**Task brief**. Please keep the images out and set down the data exactly as given.

____ Source data

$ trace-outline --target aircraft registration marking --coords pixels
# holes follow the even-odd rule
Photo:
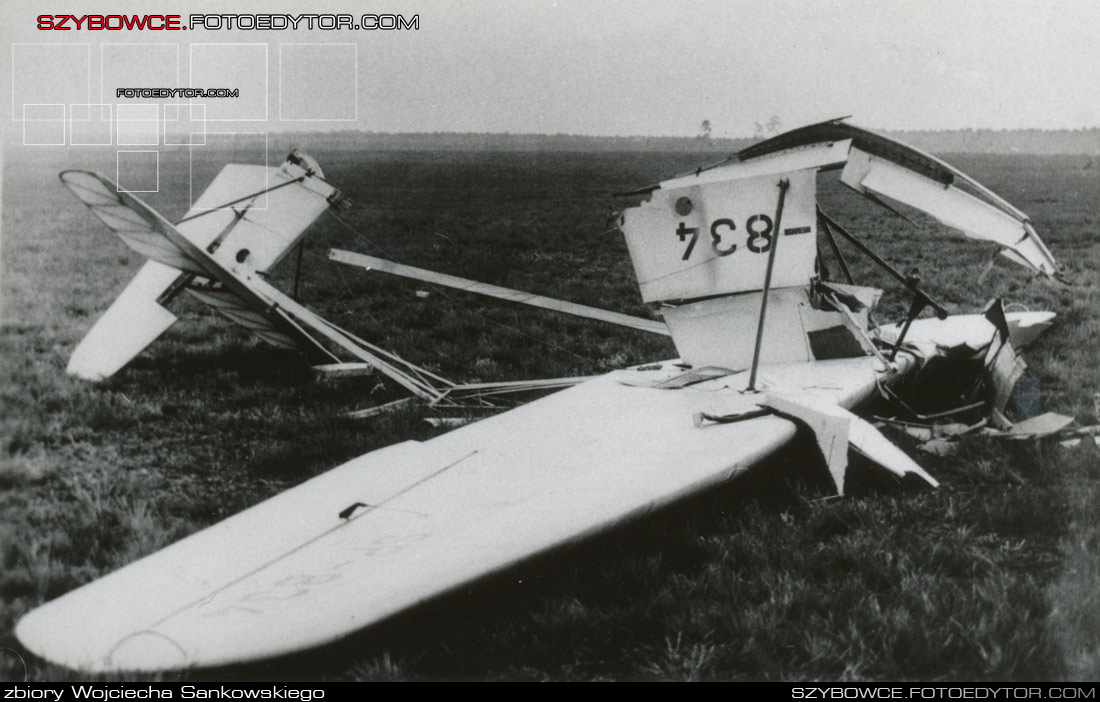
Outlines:
[[[772,229],[774,228],[772,218],[766,214],[754,214],[745,220],[745,231],[748,233],[748,237],[745,240],[745,247],[753,253],[767,253],[772,247]],[[787,229],[785,234],[801,234],[802,229],[810,231],[809,227],[801,227],[799,229]],[[725,230],[725,231],[722,231]],[[729,235],[730,232],[737,230],[737,225],[734,221],[728,217],[722,217],[716,219],[710,224],[710,246],[714,250],[714,253],[719,256],[729,256],[737,251],[737,244],[729,244],[723,246],[722,235]],[[684,255],[680,259],[686,261],[691,258],[692,252],[695,250],[695,242],[699,240],[699,227],[689,227],[686,222],[680,222],[680,225],[676,228],[676,236],[679,237],[681,243],[687,242],[687,248],[684,249]],[[691,240],[688,240],[688,237]],[[732,237],[730,237],[732,238]]]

________

**Solution**.
$ trace-outline --target aircraft registration marking --coords pixels
# holes follow the even-odd rule
Photo:
Outlines:
[[[772,229],[774,228],[772,218],[766,214],[754,214],[745,220],[745,231],[748,233],[748,237],[745,240],[745,247],[753,253],[767,253],[772,247]],[[787,229],[785,234],[801,234],[802,229],[810,231],[809,227],[801,227],[799,229]],[[725,230],[725,231],[722,231]],[[729,235],[730,232],[737,230],[737,225],[734,221],[728,217],[722,217],[716,219],[710,224],[710,246],[714,250],[714,253],[719,256],[729,256],[737,251],[737,244],[729,244],[723,246],[722,235]],[[684,255],[680,259],[686,261],[691,258],[692,252],[695,250],[695,242],[699,240],[699,227],[689,227],[686,222],[680,222],[680,225],[676,228],[676,236],[679,237],[681,243],[687,242],[687,248],[684,249]],[[691,240],[688,240],[688,237]],[[732,237],[730,237],[732,238]]]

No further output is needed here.